*What is expected*
Reproduce every line of the items below word for word.

Location identification entries
----------------

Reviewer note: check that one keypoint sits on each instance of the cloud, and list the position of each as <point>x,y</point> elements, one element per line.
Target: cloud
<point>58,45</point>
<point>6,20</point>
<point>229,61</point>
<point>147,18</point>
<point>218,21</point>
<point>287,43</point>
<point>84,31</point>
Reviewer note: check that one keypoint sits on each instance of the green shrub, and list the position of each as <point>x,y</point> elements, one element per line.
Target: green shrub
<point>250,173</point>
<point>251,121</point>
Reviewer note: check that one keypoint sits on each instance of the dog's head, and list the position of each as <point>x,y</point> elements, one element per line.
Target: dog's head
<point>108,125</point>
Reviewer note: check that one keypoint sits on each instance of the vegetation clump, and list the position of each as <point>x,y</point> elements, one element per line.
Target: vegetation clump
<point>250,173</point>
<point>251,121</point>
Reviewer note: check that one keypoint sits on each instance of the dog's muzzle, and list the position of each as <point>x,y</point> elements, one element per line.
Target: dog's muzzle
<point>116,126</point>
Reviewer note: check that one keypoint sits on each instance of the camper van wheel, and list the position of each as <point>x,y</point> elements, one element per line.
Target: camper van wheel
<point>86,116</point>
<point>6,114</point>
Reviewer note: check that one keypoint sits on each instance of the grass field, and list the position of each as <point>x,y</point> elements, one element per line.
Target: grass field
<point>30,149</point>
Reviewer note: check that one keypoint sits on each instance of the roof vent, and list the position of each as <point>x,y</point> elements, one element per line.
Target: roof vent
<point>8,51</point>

----------------

*Exercise result*
Reviewer note: check that one keypoint sits on each instance of the cloud, and list the position of each as <point>x,y</point> elements, one element per line.
Target: cloud
<point>58,45</point>
<point>6,20</point>
<point>229,61</point>
<point>147,18</point>
<point>218,21</point>
<point>287,43</point>
<point>84,31</point>
Reviewer note: check that one keypoint sits on each instance of the green shrub, and list the position of each as <point>x,y</point> elements, one element per line.
Target: green shrub
<point>250,173</point>
<point>251,121</point>
Reviewer note: check that one keypoint sits on each instance of the dog's head, and list the position of each as <point>x,y</point> elements, one element per line.
Target: dog's head
<point>108,125</point>
Reviewer note: check that one keypoint sits on each instance of the vegetation clump, and list the position of each as <point>x,y</point> elements, one element per line.
Target: vegetation clump
<point>250,173</point>
<point>251,121</point>
Reviewer note: check that one keypoint sits on each instance of the dog's muzzle, and list the position of each as <point>x,y</point> elements, one element per line.
Target: dog's muzzle
<point>116,126</point>
Reviewer note: check that one keypoint sits on each instance of the camper van wheel, and list the position of each as <point>x,y</point> elements, one element per line.
Target: camper van wheel
<point>86,116</point>
<point>6,114</point>
Reviewer note: check that one keypoint sits on each instance of the grass field, and list the position of each as <point>x,y</point> elements, one element per line.
Target: grass field
<point>30,149</point>
Reviewer note: check that one keypoint sits on each instance of the roof vent, and list the position of each as <point>x,y</point> elements, one element per line.
Target: roof vent
<point>8,51</point>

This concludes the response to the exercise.